#### Document text
American Conservatism According to Trump:

1. You will stand with hand on heart to recite the Oath of Allegiance every day.

2. You will repeat: ‘God bless America, land of the free where all is for the best in the best of all possible worlds’ every time you see my face or hear my name. (Although he won’t realise that Voltaire was joking.)

3 You will revere the insanely rich as demi-gods, for they are the descendants of the Founding Fathers and represent the spirit of America.

4. You will do as you are told at all times by men of wealth who wear the badge of status conferred by me.

5. Women will be treated as objects of play to suit your pleasure, for that is their purpose in life. You will only take them seriously if they are young, pretty, and reading from an autocue words written by me or which have my approbation.

6. You will have no truck with dictionaries. However I define ‘terrorism’ or ‘anti-Semitism’ shall be the new truth.

7. You will develop the habit of somnambulance at all times and remain quiet except to roar angrily at my enemies.

I didn’t make this up, you know. This is what I’ve heard Americans with brains say about America.

Thursday, 22 May 2025

Hypocrites or Specimens?

Two items on the BBC News website caught my attention this morning. The first was the shooting of the Jewish couple in Washington DC, and the second was the ‘meeting’ between Trump and Cyril Ramaphosa in the Oval Office. What most caught my eye were the words attributed to Netanyahu regarding the first incident, and those of Trump in the course of the second. The level of gross hypocrisy was staggering even by the sad standards of senior politicians generally, and I wondered yet again why, since there are so many good people on this planet, we allow our sacred space to be so hideously polluted by men such as these.

(Although I think it likely that conspiracy theories will soon start circulating around the murder off the Jewish couple.)

My first thought on entering Sainsbury’s to do my grocery shop yesterday was for the people of Gaza, especially the children who haven’t yet been slaughtered by Netanyahu.

*  *  *

You know, I was watching a magpie pecking at something on a fallen tree branch this morning, and as I wondered what was attracting its attention I had a deep inner sensation that I’m no longer connected to this world. If only I could hold on to that feeling, maybe I could start being merely observant of the dark creatures instead of being angered by them. Seems I have a way to go yet.

Wednesday, 21 May 2025

Things I Don't Understand.

I don’t understand why a charity shop on Ashbourne has a sign on the door saying ‘No Dogs.’ It’s why I rarely visit that one on principle.

I don’t understand why the human race regards sex so highly. I’ve reached the point in life where I now realise it’s boringly trivial and rather messy. (I didn’t used to see it that way, and I gather that neither do certain religious traditions.) Maybe my new focus in life should be to consort only with virgins.

I don’t understand how Netanyahu can commit genocide willy-nilly and get away with it.

I thought of another one earlier, but I’ve forgotten what it was.

#### Objective a
Reproduce the rows verbatim, starting from the first row and ending with the row that contains "[1103, 212]", including both ends.

#### Supplied entries
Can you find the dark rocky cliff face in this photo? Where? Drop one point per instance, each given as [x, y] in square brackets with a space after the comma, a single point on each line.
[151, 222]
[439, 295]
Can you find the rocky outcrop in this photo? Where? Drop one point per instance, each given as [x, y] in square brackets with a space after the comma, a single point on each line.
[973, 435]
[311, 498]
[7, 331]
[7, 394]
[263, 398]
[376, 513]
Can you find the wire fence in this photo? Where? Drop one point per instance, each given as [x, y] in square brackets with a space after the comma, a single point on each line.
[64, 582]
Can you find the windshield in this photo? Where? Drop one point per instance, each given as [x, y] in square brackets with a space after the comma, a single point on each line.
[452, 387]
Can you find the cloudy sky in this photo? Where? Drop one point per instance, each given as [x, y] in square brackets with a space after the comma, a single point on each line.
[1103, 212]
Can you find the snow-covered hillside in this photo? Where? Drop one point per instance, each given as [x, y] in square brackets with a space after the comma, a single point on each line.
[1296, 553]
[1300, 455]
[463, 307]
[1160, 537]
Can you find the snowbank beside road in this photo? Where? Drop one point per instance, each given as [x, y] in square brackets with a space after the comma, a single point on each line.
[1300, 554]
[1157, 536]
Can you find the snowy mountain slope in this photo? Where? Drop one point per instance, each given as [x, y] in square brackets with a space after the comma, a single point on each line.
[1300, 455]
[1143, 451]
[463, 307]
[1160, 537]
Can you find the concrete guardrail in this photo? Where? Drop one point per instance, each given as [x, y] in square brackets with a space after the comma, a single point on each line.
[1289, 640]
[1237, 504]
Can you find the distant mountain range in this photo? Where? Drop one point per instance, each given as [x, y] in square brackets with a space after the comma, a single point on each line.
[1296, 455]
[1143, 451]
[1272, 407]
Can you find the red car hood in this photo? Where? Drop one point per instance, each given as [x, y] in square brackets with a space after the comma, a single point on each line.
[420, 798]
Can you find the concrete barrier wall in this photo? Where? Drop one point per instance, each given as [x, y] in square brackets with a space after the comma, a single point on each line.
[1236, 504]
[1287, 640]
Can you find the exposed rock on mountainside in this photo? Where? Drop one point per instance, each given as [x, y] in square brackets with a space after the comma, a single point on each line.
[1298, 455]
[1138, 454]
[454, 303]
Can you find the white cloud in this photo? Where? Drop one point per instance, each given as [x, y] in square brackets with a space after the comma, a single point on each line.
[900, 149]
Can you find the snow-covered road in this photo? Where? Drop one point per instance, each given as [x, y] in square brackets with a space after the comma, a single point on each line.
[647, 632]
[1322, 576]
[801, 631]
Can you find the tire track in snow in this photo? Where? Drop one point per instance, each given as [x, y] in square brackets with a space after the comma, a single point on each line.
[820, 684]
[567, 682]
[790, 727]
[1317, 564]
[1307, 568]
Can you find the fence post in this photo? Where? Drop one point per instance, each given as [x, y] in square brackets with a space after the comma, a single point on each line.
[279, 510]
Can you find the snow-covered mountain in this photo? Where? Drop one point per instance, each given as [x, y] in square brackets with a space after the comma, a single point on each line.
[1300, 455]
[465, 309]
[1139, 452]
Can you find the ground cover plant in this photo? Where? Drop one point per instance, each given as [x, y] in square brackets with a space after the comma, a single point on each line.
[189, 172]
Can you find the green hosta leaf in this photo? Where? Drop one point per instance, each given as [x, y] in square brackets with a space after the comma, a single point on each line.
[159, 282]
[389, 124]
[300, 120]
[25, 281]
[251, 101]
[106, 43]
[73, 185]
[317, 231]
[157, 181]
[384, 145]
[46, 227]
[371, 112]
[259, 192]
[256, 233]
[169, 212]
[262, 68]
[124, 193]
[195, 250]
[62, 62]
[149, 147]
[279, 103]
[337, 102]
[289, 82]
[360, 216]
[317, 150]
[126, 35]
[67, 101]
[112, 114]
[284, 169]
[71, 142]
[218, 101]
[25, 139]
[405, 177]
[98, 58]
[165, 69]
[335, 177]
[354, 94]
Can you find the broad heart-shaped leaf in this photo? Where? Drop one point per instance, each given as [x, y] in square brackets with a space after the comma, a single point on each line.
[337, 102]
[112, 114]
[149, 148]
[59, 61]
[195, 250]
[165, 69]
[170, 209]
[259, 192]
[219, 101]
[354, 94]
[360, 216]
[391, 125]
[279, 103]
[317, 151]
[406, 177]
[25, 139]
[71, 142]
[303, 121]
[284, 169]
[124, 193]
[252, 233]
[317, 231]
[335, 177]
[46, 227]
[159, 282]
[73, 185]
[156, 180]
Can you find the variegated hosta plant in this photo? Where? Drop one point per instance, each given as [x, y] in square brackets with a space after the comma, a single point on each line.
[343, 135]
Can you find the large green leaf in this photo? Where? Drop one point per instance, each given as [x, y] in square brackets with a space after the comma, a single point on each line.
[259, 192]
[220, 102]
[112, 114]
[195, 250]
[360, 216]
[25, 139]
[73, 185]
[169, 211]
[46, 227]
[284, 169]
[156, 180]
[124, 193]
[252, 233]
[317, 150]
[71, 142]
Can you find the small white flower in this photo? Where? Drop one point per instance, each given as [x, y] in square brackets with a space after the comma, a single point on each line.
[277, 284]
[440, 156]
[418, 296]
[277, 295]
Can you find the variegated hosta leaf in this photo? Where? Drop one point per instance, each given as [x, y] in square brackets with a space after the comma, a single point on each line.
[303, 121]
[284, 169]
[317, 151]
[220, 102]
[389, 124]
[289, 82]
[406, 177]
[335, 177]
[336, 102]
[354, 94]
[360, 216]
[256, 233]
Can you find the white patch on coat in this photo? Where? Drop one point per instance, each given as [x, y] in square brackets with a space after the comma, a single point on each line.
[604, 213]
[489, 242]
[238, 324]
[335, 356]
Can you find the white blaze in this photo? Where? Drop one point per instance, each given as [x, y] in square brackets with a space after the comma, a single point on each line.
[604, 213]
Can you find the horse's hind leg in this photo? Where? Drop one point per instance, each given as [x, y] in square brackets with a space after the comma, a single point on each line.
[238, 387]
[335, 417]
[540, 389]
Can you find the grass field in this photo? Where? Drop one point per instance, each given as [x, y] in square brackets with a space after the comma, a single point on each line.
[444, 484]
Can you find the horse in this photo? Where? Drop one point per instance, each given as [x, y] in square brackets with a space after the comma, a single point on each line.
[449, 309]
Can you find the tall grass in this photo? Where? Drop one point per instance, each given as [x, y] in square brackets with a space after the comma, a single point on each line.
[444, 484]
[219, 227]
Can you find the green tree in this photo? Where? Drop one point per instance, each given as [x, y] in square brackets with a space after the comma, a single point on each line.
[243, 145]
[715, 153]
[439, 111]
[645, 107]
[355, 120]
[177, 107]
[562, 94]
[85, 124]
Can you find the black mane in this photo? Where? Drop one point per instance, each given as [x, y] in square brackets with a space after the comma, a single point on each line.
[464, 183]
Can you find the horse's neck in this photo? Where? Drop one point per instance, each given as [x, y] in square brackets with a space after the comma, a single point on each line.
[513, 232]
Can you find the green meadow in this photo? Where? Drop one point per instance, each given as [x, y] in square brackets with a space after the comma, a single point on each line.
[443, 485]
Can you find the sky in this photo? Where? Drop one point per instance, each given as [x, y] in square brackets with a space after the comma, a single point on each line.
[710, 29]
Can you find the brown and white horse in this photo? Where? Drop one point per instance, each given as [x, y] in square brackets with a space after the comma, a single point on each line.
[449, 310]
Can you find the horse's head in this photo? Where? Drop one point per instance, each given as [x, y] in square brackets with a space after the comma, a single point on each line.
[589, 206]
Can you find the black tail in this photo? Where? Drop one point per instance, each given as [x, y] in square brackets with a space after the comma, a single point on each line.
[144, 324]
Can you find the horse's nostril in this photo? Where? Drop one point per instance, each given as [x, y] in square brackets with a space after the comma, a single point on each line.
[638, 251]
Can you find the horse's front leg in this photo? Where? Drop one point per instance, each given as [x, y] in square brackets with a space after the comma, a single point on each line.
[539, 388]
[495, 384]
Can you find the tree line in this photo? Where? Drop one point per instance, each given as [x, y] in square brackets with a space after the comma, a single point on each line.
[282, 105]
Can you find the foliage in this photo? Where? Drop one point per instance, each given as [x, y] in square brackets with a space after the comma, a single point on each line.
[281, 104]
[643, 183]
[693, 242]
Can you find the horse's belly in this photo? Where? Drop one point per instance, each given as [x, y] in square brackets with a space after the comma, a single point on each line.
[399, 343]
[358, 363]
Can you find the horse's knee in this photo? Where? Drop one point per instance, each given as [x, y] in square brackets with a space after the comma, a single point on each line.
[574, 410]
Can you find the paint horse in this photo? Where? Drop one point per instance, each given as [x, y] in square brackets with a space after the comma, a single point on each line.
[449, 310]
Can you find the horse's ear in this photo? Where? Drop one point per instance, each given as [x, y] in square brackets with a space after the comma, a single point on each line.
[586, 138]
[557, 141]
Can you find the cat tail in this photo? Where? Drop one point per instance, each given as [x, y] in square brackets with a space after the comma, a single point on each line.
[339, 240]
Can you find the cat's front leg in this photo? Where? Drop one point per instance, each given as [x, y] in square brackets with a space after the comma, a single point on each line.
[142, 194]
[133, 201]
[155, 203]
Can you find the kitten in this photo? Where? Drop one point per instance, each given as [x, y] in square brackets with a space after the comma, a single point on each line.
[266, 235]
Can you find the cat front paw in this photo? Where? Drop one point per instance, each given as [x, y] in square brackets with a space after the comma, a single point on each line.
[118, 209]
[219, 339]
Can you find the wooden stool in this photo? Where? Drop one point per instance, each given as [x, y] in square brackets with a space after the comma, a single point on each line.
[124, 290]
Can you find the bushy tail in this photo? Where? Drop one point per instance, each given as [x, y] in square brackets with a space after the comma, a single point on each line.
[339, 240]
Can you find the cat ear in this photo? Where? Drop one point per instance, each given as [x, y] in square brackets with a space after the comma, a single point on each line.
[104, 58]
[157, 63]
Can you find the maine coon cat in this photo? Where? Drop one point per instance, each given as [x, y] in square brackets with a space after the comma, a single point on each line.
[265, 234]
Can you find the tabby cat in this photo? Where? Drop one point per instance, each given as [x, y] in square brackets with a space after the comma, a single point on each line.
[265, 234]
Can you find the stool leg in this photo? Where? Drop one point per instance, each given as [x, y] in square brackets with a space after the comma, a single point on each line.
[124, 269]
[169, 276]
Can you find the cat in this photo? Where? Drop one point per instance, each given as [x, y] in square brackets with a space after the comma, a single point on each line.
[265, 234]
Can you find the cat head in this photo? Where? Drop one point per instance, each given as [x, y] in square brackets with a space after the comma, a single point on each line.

#### Objective b
List every person named in the blog text.

#### Exercise response a
Can you find the dark rocky cliff face in this photo? Where? Drop one point per instance, each given as [x, y] in square brackets with a space after the comma, a single point on each line.
[151, 222]
[439, 295]
Can you find the rocky outcrop in this photo? Where? Drop one point per instance, each given as [x, y] in square brackets with a space after the comma, a single point on each line.
[973, 435]
[311, 498]
[7, 331]
[7, 394]
[263, 398]
[376, 513]
Can you find the wire fence in this photo? Where? Drop one point per instance, each given as [x, y] in square brackets with a space after the comma, a single point on each line.
[64, 582]
Can you find the windshield in this photo? Where? Drop one point per instance, each given as [x, y] in square brackets with a space after the comma, a single point on each line.
[452, 387]
Can you find the cloudy sky in this photo? Where? Drop one point per instance, each given as [x, y] in square brackets with a space after the comma, a single point on each line.
[1103, 212]

#### Exercise response b
Trump
Voltaire
Cyril Ramaphosa
Netanyahu